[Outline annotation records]
## Begin

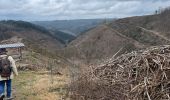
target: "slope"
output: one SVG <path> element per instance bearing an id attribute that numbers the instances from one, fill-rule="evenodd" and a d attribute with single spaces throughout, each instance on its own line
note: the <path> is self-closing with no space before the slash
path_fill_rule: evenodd
<path id="1" fill-rule="evenodd" d="M 120 49 L 122 50 L 119 54 L 142 47 L 141 43 L 120 34 L 109 26 L 99 25 L 71 42 L 66 52 L 72 54 L 71 57 L 76 56 L 88 62 L 112 57 Z M 69 56 L 69 54 L 66 55 Z"/>
<path id="2" fill-rule="evenodd" d="M 49 52 L 54 52 L 56 49 L 63 47 L 63 45 L 43 27 L 24 21 L 0 21 L 1 41 L 16 36 L 22 38 L 23 42 L 34 50 L 47 49 Z"/>
<path id="3" fill-rule="evenodd" d="M 138 48 L 169 44 L 170 13 L 114 20 L 87 31 L 67 47 L 67 56 L 85 61 L 110 58 Z M 74 52 L 77 51 L 77 52 Z M 79 56 L 81 55 L 81 56 Z"/>

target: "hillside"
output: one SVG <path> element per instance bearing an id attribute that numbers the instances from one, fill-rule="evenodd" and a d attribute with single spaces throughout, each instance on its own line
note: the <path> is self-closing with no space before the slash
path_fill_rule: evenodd
<path id="1" fill-rule="evenodd" d="M 112 19 L 107 19 L 110 21 Z M 64 33 L 77 36 L 95 26 L 102 24 L 105 19 L 76 19 L 76 20 L 54 20 L 54 21 L 34 21 L 32 23 L 43 26 L 49 30 L 59 30 Z"/>
<path id="2" fill-rule="evenodd" d="M 94 61 L 110 58 L 120 49 L 118 55 L 142 47 L 138 41 L 120 34 L 107 25 L 100 25 L 71 42 L 65 52 L 66 56 L 70 53 L 85 61 Z"/>
<path id="3" fill-rule="evenodd" d="M 66 52 L 72 55 L 66 55 L 94 61 L 110 58 L 121 48 L 117 55 L 148 46 L 169 44 L 169 17 L 170 13 L 162 12 L 99 25 L 72 41 L 66 48 Z"/>
<path id="4" fill-rule="evenodd" d="M 21 38 L 27 47 L 36 50 L 49 48 L 49 51 L 54 52 L 63 47 L 48 30 L 24 21 L 0 21 L 0 37 L 1 41 L 12 37 Z"/>

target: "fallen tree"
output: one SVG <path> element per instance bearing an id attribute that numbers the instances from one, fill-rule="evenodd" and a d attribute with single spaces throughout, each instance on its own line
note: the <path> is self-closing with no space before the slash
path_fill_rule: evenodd
<path id="1" fill-rule="evenodd" d="M 110 59 L 72 82 L 74 100 L 170 100 L 170 46 Z"/>

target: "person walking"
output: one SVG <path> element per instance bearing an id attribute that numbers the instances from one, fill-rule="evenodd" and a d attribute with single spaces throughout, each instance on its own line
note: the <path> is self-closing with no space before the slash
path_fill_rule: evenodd
<path id="1" fill-rule="evenodd" d="M 12 79 L 14 75 L 18 76 L 18 71 L 15 65 L 15 61 L 11 56 L 7 55 L 6 48 L 0 49 L 0 100 L 5 98 L 5 93 L 7 100 L 12 99 Z M 6 86 L 6 92 L 5 92 Z"/>

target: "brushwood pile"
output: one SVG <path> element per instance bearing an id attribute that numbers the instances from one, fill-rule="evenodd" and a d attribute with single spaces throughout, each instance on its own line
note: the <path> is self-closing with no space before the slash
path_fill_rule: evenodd
<path id="1" fill-rule="evenodd" d="M 75 81 L 75 100 L 170 100 L 169 45 L 123 54 L 88 73 Z"/>

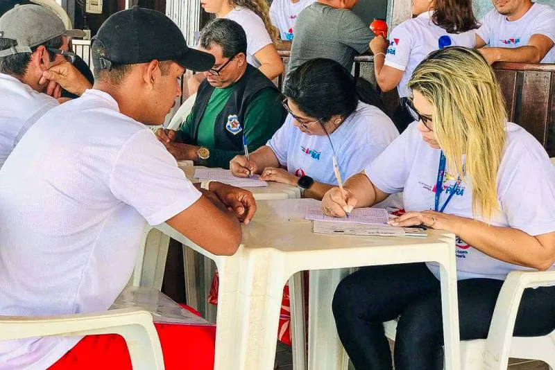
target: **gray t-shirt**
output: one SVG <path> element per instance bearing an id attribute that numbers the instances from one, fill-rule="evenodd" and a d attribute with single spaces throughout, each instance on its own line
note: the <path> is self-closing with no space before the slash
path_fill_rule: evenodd
<path id="1" fill-rule="evenodd" d="M 316 58 L 332 59 L 351 71 L 355 54 L 368 51 L 373 37 L 352 11 L 318 2 L 300 12 L 296 24 L 289 73 Z"/>

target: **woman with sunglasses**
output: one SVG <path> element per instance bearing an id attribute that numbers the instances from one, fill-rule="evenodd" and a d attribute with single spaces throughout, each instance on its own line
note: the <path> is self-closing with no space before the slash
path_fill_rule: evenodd
<path id="1" fill-rule="evenodd" d="M 289 76 L 284 94 L 285 123 L 250 154 L 250 161 L 244 156 L 231 161 L 236 176 L 260 174 L 261 179 L 298 186 L 304 197 L 321 200 L 337 184 L 334 155 L 346 179 L 399 134 L 372 85 L 333 60 L 301 64 Z"/>
<path id="2" fill-rule="evenodd" d="M 507 122 L 493 71 L 477 51 L 435 51 L 408 86 L 418 121 L 345 182 L 346 202 L 334 188 L 322 207 L 342 217 L 402 191 L 407 212 L 391 224 L 456 236 L 461 339 L 486 338 L 507 274 L 554 267 L 555 168 L 532 135 Z M 392 368 L 382 323 L 396 317 L 395 368 L 443 369 L 438 270 L 364 267 L 340 283 L 332 308 L 356 369 Z M 514 335 L 551 333 L 554 312 L 555 287 L 525 290 Z"/>
<path id="3" fill-rule="evenodd" d="M 413 0 L 412 14 L 416 17 L 393 28 L 388 41 L 377 36 L 370 42 L 378 85 L 383 91 L 397 87 L 401 98 L 394 116 L 401 131 L 412 122 L 403 102 L 415 67 L 434 50 L 474 47 L 479 27 L 472 0 Z"/>

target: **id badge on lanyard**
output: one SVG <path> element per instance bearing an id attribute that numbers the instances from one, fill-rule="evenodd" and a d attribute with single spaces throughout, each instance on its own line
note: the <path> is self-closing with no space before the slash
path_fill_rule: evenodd
<path id="1" fill-rule="evenodd" d="M 443 154 L 443 150 L 441 150 L 441 155 L 439 157 L 439 167 L 438 168 L 438 178 L 436 182 L 436 202 L 435 202 L 435 206 L 434 207 L 434 211 L 436 212 L 443 212 L 443 210 L 445 209 L 445 207 L 451 201 L 451 198 L 453 197 L 453 195 L 455 193 L 459 190 L 459 186 L 461 184 L 461 177 L 457 177 L 456 183 L 455 184 L 453 188 L 451 190 L 451 193 L 447 197 L 447 200 L 445 200 L 445 203 L 443 205 L 441 206 L 441 209 L 439 208 L 439 197 L 441 196 L 441 192 L 443 191 L 443 177 L 445 175 L 445 162 L 447 159 L 445 159 L 445 155 Z"/>

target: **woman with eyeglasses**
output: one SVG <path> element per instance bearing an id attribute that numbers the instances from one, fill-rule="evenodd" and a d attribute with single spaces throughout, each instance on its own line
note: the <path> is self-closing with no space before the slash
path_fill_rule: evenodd
<path id="1" fill-rule="evenodd" d="M 447 46 L 472 48 L 479 24 L 472 0 L 413 0 L 412 14 L 391 31 L 389 39 L 377 36 L 370 42 L 376 81 L 383 91 L 397 87 L 401 104 L 393 117 L 402 131 L 412 122 L 404 109 L 407 83 L 426 56 Z"/>
<path id="2" fill-rule="evenodd" d="M 493 71 L 478 52 L 435 51 L 408 87 L 416 122 L 348 179 L 344 194 L 328 191 L 322 207 L 343 217 L 402 191 L 407 212 L 391 224 L 456 236 L 461 339 L 486 338 L 507 274 L 554 267 L 555 168 L 532 135 L 507 122 Z M 397 317 L 395 368 L 443 369 L 438 270 L 364 267 L 340 283 L 332 308 L 355 369 L 391 370 L 382 323 Z M 554 312 L 555 287 L 525 290 L 514 335 L 551 333 Z"/>
<path id="3" fill-rule="evenodd" d="M 266 146 L 235 157 L 236 176 L 298 186 L 303 197 L 321 200 L 337 184 L 336 156 L 343 179 L 359 172 L 399 135 L 369 82 L 355 80 L 340 64 L 314 59 L 289 76 L 284 94 L 289 116 Z"/>

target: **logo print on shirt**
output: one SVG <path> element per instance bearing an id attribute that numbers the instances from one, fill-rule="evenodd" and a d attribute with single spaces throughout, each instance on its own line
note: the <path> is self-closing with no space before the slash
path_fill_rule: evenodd
<path id="1" fill-rule="evenodd" d="M 505 45 L 518 45 L 520 44 L 520 37 L 518 39 L 500 39 L 499 41 Z"/>
<path id="2" fill-rule="evenodd" d="M 319 161 L 320 160 L 320 155 L 322 154 L 321 151 L 315 150 L 314 149 L 310 149 L 309 148 L 305 148 L 302 146 L 300 146 L 300 148 L 305 152 L 305 155 L 309 155 L 311 158 L 314 160 Z"/>
<path id="3" fill-rule="evenodd" d="M 395 55 L 395 48 L 397 45 L 399 44 L 399 39 L 393 39 L 393 41 L 389 42 L 389 47 L 386 51 L 386 54 L 391 54 L 392 55 Z"/>
<path id="4" fill-rule="evenodd" d="M 228 123 L 225 123 L 225 130 L 234 135 L 237 135 L 243 131 L 243 127 L 239 122 L 239 118 L 237 114 L 230 114 L 228 116 Z"/>

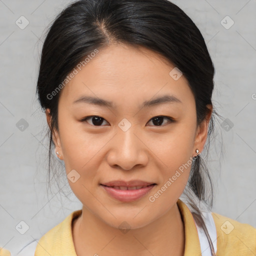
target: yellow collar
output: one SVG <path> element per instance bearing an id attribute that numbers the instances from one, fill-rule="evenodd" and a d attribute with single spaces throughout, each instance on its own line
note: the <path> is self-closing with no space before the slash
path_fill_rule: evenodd
<path id="1" fill-rule="evenodd" d="M 200 255 L 201 249 L 196 226 L 192 214 L 186 205 L 180 199 L 177 202 L 185 228 L 184 256 Z M 41 239 L 34 256 L 44 255 L 46 250 L 50 255 L 76 256 L 72 236 L 72 220 L 80 216 L 82 210 L 74 212 L 62 222 L 50 230 Z"/>

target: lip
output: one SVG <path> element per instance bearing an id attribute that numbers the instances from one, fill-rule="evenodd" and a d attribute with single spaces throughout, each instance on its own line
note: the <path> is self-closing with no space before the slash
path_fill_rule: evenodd
<path id="1" fill-rule="evenodd" d="M 122 190 L 100 184 L 100 186 L 102 187 L 110 196 L 122 202 L 130 202 L 138 200 L 148 194 L 155 186 L 156 184 L 138 190 Z"/>
<path id="2" fill-rule="evenodd" d="M 101 184 L 101 185 L 104 185 L 107 186 L 147 186 L 151 185 L 152 184 L 156 184 L 154 182 L 147 182 L 139 180 L 129 180 L 128 182 L 125 182 L 124 180 L 112 180 L 111 182 L 107 182 L 106 183 Z"/>

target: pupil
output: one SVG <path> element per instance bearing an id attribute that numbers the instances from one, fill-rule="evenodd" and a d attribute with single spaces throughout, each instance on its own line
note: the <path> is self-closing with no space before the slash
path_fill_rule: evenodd
<path id="1" fill-rule="evenodd" d="M 157 126 L 160 125 L 162 122 L 162 119 L 164 118 L 162 116 L 158 116 L 157 118 L 154 118 L 152 119 L 152 122 L 154 124 L 156 124 Z M 160 120 L 159 120 L 160 119 Z M 157 120 L 158 120 L 158 121 Z M 154 121 L 156 120 L 157 122 L 155 122 Z"/>
<path id="2" fill-rule="evenodd" d="M 103 120 L 102 120 L 102 119 L 103 118 L 99 118 L 98 116 L 94 116 L 92 118 L 92 124 L 95 126 L 97 126 L 97 125 L 100 126 L 103 122 Z M 96 122 L 94 122 L 94 120 L 96 120 Z"/>

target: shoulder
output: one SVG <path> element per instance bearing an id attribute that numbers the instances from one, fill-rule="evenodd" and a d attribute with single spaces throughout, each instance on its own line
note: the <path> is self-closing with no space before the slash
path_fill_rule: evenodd
<path id="1" fill-rule="evenodd" d="M 217 232 L 218 256 L 256 254 L 256 228 L 215 212 L 212 215 Z"/>
<path id="2" fill-rule="evenodd" d="M 72 250 L 72 221 L 81 212 L 82 210 L 74 212 L 44 234 L 38 242 L 34 256 L 44 255 L 46 250 L 50 254 L 54 255 L 56 252 L 62 252 L 64 248 Z"/>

## End

### Stated task:
Count the lines in the records above that contain the string "woman", matching case exactly, and give only the number.

### Output of the task:
2